A block of data
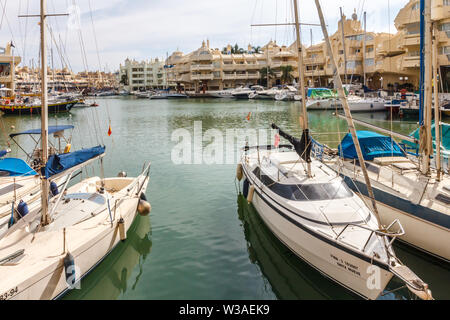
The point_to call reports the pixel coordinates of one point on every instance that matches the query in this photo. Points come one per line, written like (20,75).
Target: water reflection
(113,276)
(289,276)
(292,278)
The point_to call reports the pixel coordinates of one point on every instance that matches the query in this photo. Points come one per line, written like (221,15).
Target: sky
(101,34)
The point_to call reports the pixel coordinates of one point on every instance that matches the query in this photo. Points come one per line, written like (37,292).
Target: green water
(200,240)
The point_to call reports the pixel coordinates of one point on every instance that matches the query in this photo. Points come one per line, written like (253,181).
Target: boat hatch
(10,188)
(94,197)
(443,198)
(306,192)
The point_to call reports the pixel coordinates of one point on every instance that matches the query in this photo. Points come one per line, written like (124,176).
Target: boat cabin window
(306,192)
(10,188)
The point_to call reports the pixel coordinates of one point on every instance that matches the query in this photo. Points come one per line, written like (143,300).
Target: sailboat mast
(44,117)
(437,118)
(426,146)
(301,73)
(364,48)
(343,45)
(340,88)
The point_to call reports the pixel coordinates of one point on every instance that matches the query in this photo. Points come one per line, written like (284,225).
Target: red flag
(277,140)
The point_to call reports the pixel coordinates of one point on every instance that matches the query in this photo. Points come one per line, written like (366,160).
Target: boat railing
(385,232)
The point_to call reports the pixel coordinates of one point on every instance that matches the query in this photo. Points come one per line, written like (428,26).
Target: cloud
(143,29)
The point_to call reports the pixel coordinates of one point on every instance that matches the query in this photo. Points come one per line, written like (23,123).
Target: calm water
(201,240)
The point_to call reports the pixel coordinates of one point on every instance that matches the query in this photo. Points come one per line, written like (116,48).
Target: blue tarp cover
(445,138)
(373,145)
(16,167)
(61,162)
(51,129)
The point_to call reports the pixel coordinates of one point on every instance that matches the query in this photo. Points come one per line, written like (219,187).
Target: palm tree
(286,74)
(266,74)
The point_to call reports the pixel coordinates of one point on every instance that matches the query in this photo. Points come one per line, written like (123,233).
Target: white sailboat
(311,210)
(50,249)
(411,191)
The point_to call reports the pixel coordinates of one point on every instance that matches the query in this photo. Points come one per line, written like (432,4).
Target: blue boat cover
(445,139)
(373,145)
(16,167)
(51,129)
(61,162)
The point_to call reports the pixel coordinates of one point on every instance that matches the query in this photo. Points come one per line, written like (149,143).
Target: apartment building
(378,63)
(407,40)
(8,63)
(144,75)
(212,69)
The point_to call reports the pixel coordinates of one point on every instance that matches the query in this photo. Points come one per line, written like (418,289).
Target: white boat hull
(89,242)
(326,258)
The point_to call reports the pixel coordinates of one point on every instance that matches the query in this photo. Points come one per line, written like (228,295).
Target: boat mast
(343,45)
(343,97)
(426,90)
(44,118)
(364,48)
(301,73)
(437,119)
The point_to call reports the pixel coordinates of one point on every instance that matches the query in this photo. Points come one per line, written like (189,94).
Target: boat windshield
(306,192)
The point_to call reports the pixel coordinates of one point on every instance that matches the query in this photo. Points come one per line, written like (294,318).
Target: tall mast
(437,120)
(364,48)
(426,145)
(343,97)
(301,73)
(313,65)
(343,44)
(44,117)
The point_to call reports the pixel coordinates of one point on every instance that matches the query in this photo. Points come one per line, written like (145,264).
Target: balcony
(280,64)
(228,76)
(198,67)
(255,75)
(314,61)
(208,76)
(411,62)
(228,66)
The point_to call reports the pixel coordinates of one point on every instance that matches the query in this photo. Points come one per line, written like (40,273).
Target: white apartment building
(144,75)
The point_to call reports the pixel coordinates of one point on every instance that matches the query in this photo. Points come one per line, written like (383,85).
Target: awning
(373,145)
(51,129)
(15,167)
(61,162)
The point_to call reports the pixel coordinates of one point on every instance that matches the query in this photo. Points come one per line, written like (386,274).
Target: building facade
(8,64)
(144,75)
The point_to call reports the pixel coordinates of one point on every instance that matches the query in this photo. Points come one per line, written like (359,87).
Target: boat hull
(422,234)
(52,108)
(320,252)
(49,282)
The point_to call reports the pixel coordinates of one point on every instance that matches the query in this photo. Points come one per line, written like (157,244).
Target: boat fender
(245,189)
(22,208)
(121,226)
(69,269)
(250,194)
(239,172)
(144,206)
(54,188)
(67,148)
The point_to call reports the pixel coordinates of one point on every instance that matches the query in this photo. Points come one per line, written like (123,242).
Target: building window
(445,50)
(370,62)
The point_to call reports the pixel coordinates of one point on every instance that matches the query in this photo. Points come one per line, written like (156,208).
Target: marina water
(202,241)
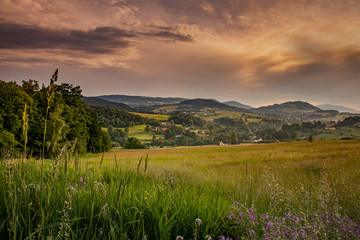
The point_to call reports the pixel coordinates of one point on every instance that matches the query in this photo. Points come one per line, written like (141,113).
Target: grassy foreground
(268,191)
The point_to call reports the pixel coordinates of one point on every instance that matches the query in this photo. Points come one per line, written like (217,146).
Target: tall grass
(160,196)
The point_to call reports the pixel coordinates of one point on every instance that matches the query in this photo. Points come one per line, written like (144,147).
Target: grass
(159,117)
(139,132)
(116,196)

STATED GOAL: Can you repeat every record above exactly, apart from the pictures?

EXERCISE RESPONSE:
The point_to call reports the pixel coordinates of one point on every instance that matches the query in this photo. Points come one per line, written like (20,75).
Target: water reflection
(113,276)
(289,276)
(292,278)
The point_to call reports the pixel coordinates of one point on every instance that matches the query in this photo. Points come one per line, written like (221,15).
Target: sky
(101,34)
The point_to call reports the pixel coordinates of one point on every instance that matches the query in this photo. Points come one per line, written like (37,292).
Target: green water
(200,240)
The point_to call reports the pixel coordinates of one point on every instance that matches the query in this photo. Points come one per line, written like (253,181).
Target: boat hatch
(10,188)
(94,197)
(443,198)
(306,192)
The point_to call reports the pixel coordinates of one point on every instance that matches the query in this photo. Points come one per line, written like (124,176).
Target: boat cabin window
(306,192)
(10,188)
The point_to call reports the pixel coordinates of one point on every instance that matches the query in this photo. Points come one per line, written like (143,300).
Target: sailboat mast
(44,117)
(437,118)
(426,146)
(301,73)
(364,48)
(343,45)
(340,88)
The point_to call reports the pixel coordinates of one point on every instance that matches the query in this photo. Points come one per line, written like (284,225).
Target: red flag
(277,140)
The point_to call reports the pixel coordinates of one point on every instance that matches the query in this photo. Points come one per line, written like (366,160).
Target: boat railing
(385,232)
The point_to call reports the pixel coordinates of one point on every instance that matches the query in this photo. Points come one per line, written like (428,26).
Target: cloud
(143,29)
The point_to call reports the pixel coordinates of one point on every instance that matches the query in this photo. Points come one per line, written like (23,123).
Target: calm water
(201,240)
The point_to call reports the pixel coordinates of one point on every instance that matches the query in this photo. Points come one per line, written like (116,48).
Target: blue tarp cover
(445,138)
(373,145)
(16,167)
(61,162)
(51,129)
The point_to call reports the pixel coordinates of one point on every instance that matches the query in this photo. Points come one per line, written like (219,187).
Target: palm tree
(286,74)
(266,74)
The point_to call reports the pixel coordinates of one point on every instance that matches the query in this photo. Points come one per line, written like (123,233).
Target: white sailboat
(311,210)
(50,249)
(411,191)
The point_to call reports the pixel coordinates of one point on every instance that matches the query in this photo. Points come one per line, written like (432,4).
Target: blue boat cover
(445,139)
(373,145)
(16,167)
(51,129)
(61,162)
The point_to call reports the pixel coordinates of one point on every instance that matches the query in this photo. Points come one per line, written like (149,143).
Target: apartment building
(378,63)
(407,40)
(8,63)
(144,75)
(212,69)
The point_to call reports the pixel coordinates of one point on every instance that matches the query in this photo. Points come one per line, written like (418,289).
Target: white boat hull
(89,242)
(326,258)
The point_to call reports the pixel coordinates of one point on every instance that matches the query in this photo. Points come one per line, written like (228,295).
Target: boat mast
(343,45)
(343,97)
(426,90)
(44,118)
(364,48)
(301,73)
(437,119)
The point_to call reports the pixel coordinates of one point on every instance that matches the query in this photo. Points come one per line, written like (189,94).
Target: boat windshield
(306,192)
The point_to call reports the pixel coordinates of one point on every instance that matches the query in this photo. Points come one per line, written like (294,318).
Target: tall mast
(437,120)
(364,48)
(426,145)
(343,97)
(301,73)
(313,65)
(343,44)
(44,117)
The point_to call reports the pixel coordinates of one point on every instance that matches the query in this photo. Points come one per line, written like (145,264).
Target: balcony
(280,64)
(228,76)
(198,67)
(255,75)
(314,61)
(208,76)
(411,62)
(228,66)
The point_to call reports the pixel coordinates of one point on every instance that matches the query in this photo. Points come one per line, written like (40,273).
Target: white apartment building
(144,75)
The point_to call reports the pixel coordinates of one point on every instance that matches the query in this photo. Points come one per line, written like (383,85).
Target: awning
(373,145)
(51,129)
(15,167)
(61,162)
The point_to call reports the pixel coordinates of one point on every instance that matches the query in this photo. Points come one per line, written like (386,274).
Target: building facade
(8,64)
(144,75)
The point_to call reports the pixel coordinates of one point on every instance that matches the query in this photo. Points come one per line, written like (359,87).
Target: boat hull
(422,234)
(52,108)
(320,252)
(49,282)
The point_to call reports the pixel coordinates of one point on every instance that matches the query in this photo. Points come one per line, written like (157,244).
Target: boat fender
(245,189)
(22,208)
(121,226)
(69,269)
(250,194)
(239,172)
(144,206)
(54,188)
(67,148)
The point_to call reports the pixel coordinates of one point on every instance that matches the query in this photo. Points come one per line, written like (123,242).
Target: building window
(445,50)
(370,62)
The point_to call reports the pixel coordinates of one point on every instance that matches the query in this photo. Points come one per line, written like (156,208).
Target: marina water
(202,241)
The point_to call reports the pixel coordinates of one point on every instance that matches the query in this photo. Points come one per line, written like (141,113).
Target: grassy foreground
(268,191)
The point_to call reports the pixel coordinates of one point on every instance that matches the query in this photo. Points come one per line, written like (217,146).
Target: tall grass
(160,196)
The point_to call reports the pixel coordinates of one point on every instance that matches the query in this photo. Points come one per line, written like (144,147).
Target: grass
(159,117)
(139,132)
(116,196)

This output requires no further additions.